Your answer consists of the lines in the data that contain "fingernail". Copy each of them.

ENTRIES SHOWN =
::::

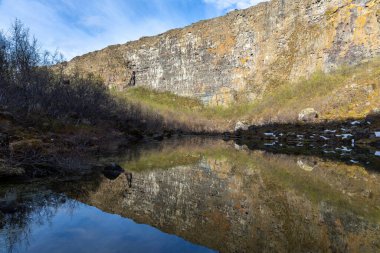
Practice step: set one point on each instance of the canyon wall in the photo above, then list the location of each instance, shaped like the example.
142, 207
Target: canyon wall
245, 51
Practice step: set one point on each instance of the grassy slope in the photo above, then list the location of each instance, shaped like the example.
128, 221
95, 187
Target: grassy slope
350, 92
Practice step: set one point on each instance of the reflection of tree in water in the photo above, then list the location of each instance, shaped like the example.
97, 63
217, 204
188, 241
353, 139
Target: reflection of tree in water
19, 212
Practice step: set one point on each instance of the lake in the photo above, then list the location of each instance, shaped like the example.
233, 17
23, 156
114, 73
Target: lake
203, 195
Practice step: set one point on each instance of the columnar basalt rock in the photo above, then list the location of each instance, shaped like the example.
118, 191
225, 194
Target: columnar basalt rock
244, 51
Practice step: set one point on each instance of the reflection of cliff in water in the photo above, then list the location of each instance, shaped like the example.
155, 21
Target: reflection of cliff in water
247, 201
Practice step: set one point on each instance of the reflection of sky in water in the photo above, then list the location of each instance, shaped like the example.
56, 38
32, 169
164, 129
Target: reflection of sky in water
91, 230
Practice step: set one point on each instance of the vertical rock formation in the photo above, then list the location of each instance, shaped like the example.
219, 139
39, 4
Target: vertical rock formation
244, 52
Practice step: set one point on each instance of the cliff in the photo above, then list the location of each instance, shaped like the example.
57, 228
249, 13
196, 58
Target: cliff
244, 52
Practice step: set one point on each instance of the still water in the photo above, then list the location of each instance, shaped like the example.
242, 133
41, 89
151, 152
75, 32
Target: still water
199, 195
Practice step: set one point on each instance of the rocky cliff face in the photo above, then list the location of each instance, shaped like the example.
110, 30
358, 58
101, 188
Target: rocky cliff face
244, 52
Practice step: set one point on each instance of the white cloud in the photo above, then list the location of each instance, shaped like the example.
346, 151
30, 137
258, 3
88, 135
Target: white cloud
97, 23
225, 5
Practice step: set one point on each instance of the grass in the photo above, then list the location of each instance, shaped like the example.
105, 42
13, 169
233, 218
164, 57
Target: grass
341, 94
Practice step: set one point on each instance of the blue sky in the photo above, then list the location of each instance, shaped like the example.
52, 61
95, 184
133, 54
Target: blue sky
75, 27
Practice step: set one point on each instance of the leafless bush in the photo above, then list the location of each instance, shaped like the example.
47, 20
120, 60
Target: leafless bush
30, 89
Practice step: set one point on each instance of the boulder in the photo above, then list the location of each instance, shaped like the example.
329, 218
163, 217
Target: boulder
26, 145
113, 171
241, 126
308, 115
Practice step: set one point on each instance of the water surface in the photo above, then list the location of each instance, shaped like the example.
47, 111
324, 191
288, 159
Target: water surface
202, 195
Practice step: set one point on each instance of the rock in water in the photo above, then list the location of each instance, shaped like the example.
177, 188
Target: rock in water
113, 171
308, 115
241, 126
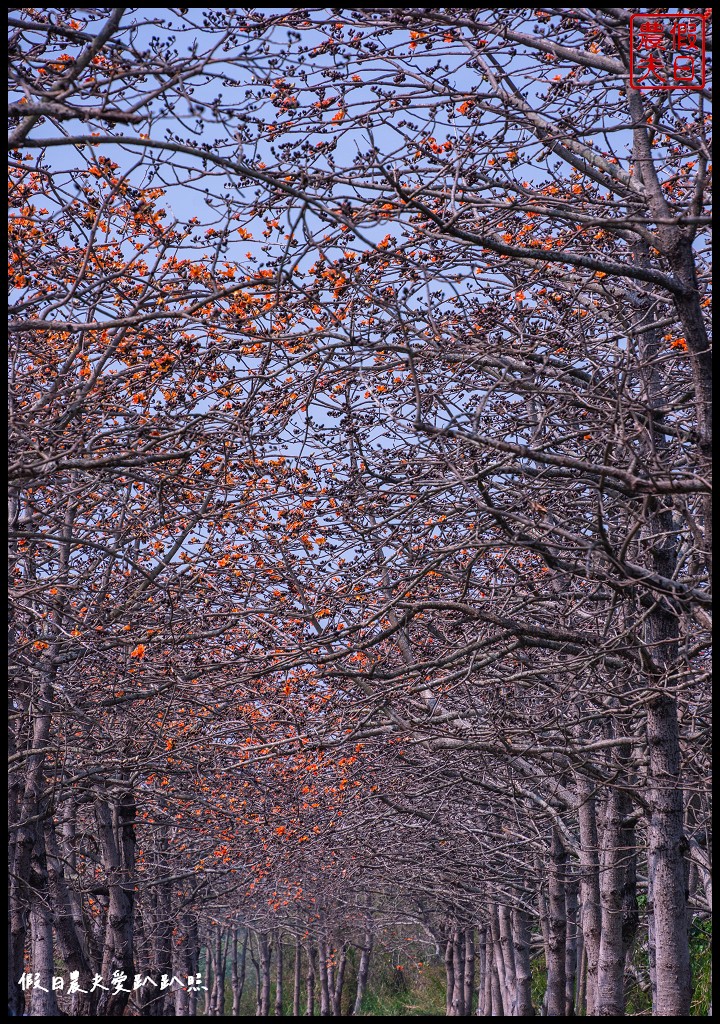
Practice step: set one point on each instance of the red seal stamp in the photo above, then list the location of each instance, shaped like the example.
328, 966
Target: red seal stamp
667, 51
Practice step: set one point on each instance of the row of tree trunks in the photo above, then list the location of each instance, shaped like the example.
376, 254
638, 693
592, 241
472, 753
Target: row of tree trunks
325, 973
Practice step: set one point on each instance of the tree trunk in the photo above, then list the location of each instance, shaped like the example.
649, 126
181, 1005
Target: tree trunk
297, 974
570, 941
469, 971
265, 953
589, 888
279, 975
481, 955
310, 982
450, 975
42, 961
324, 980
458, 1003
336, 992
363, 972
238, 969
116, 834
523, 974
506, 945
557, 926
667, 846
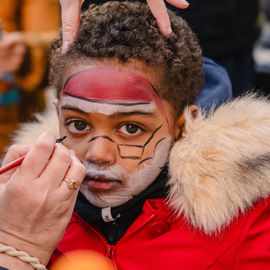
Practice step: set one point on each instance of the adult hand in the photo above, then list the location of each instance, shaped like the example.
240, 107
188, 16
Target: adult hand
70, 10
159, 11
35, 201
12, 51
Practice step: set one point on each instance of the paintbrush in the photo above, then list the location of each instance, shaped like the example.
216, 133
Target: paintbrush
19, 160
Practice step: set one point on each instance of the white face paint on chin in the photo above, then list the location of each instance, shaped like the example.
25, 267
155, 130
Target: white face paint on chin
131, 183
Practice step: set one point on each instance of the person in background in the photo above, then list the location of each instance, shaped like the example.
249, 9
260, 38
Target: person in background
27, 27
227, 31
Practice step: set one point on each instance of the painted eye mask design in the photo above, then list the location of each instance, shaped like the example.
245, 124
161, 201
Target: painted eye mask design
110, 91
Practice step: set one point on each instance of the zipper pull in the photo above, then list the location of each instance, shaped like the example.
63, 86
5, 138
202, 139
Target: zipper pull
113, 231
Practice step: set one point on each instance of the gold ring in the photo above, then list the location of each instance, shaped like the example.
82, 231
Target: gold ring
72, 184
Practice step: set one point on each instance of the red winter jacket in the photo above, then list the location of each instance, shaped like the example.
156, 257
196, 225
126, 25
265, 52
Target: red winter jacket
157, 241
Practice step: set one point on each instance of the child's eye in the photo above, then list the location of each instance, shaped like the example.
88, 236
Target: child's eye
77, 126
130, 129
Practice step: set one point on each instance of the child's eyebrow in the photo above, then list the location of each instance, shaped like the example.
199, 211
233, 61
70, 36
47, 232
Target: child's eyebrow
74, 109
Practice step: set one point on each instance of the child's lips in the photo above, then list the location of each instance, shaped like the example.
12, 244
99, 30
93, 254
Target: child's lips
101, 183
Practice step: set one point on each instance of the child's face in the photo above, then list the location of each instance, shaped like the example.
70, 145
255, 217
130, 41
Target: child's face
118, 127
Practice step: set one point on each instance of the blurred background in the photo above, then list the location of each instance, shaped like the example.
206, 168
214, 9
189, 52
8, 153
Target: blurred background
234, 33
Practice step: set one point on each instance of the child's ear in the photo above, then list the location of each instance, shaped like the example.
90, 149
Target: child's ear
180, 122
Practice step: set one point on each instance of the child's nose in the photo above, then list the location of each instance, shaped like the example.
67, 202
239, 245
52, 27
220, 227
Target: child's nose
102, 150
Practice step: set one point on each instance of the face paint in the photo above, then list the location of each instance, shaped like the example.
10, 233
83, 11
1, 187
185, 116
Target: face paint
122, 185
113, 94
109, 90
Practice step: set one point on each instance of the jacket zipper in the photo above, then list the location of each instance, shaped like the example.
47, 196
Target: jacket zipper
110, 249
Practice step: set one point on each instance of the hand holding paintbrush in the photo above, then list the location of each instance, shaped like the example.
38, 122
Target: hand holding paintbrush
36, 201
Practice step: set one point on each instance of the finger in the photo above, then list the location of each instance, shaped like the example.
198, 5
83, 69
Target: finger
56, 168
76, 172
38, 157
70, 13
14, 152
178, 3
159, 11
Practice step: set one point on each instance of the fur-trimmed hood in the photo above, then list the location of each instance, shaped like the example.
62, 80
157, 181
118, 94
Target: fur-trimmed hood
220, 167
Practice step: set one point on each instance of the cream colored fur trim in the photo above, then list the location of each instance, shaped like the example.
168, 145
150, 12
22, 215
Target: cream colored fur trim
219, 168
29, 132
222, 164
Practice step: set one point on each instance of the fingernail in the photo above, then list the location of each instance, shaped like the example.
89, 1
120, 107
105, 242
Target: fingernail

::::

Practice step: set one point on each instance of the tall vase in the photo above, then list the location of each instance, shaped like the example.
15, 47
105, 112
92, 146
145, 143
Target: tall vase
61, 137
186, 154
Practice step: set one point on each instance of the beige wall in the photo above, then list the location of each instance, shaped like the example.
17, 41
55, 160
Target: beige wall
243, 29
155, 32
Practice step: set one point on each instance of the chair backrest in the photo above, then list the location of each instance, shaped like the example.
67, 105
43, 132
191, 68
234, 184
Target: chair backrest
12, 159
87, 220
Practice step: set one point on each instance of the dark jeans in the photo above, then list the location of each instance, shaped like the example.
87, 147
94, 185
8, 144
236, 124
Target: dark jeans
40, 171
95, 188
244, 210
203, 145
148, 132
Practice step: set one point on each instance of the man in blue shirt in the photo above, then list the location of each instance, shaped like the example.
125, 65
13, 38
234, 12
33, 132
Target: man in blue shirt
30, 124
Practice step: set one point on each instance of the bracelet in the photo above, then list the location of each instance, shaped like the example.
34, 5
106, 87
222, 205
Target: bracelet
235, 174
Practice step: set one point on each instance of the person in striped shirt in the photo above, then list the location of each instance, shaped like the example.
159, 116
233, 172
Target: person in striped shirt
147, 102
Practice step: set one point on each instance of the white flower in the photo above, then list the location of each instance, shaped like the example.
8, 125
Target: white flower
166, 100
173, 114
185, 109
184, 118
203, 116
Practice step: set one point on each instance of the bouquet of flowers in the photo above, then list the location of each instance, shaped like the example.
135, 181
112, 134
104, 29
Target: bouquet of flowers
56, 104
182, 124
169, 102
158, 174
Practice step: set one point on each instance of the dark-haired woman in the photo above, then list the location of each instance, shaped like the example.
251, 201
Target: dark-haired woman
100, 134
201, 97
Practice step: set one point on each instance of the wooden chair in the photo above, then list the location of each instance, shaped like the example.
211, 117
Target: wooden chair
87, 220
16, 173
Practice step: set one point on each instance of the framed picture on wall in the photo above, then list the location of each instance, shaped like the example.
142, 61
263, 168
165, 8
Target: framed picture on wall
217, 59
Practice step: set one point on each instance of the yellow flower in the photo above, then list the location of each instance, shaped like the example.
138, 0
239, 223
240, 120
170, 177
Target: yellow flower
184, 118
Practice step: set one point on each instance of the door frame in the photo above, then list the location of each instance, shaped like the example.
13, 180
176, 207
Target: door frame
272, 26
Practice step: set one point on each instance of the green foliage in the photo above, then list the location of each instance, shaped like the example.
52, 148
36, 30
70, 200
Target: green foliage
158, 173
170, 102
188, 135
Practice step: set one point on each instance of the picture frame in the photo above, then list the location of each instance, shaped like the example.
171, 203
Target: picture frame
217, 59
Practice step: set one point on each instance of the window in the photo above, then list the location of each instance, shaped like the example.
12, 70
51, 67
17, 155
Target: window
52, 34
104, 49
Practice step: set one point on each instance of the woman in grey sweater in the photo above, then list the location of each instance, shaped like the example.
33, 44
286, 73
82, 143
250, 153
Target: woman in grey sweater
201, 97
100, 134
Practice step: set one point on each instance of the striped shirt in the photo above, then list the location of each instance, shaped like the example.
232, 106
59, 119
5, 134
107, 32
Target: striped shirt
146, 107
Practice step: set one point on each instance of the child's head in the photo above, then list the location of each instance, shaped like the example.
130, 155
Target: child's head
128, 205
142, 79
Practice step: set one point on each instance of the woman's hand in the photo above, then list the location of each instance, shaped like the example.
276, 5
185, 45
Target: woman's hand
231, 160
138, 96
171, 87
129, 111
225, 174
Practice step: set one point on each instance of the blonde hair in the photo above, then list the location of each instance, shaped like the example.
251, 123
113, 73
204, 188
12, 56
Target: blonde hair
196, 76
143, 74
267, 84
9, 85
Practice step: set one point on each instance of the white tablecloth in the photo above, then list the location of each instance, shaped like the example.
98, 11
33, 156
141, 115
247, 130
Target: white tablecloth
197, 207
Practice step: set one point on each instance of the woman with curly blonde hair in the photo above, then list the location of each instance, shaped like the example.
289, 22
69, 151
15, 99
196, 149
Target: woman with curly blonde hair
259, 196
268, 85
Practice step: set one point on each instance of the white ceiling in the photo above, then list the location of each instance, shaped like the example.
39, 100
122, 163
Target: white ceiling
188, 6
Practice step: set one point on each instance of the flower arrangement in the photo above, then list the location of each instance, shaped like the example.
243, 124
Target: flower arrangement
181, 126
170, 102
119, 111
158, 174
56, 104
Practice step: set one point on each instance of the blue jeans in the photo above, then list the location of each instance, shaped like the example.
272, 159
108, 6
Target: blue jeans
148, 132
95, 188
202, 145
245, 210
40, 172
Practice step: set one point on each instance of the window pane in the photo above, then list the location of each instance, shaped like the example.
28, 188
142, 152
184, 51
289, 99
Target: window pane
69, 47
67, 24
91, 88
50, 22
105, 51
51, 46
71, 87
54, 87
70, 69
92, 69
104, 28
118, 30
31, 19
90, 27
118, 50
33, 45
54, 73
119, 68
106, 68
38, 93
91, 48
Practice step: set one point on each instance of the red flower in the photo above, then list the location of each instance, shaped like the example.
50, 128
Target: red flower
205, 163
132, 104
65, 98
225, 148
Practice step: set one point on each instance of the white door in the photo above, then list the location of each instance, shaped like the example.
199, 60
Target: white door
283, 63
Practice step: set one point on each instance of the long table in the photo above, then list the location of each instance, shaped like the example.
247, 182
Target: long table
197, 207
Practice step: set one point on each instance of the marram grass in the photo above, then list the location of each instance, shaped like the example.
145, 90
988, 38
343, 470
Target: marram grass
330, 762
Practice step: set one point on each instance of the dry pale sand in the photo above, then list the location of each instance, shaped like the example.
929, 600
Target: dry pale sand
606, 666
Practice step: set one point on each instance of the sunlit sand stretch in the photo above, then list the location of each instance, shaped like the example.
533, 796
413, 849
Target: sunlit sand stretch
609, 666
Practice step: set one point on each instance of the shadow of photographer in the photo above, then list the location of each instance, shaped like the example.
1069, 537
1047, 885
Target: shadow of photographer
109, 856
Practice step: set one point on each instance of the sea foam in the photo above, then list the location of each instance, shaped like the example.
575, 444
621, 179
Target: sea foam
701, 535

::::

COMPLETED TASK =
Practice step: set one point on each instance of the fingernail in the photo above, then list the location of each instance, shaped like the example.
Target: fingernail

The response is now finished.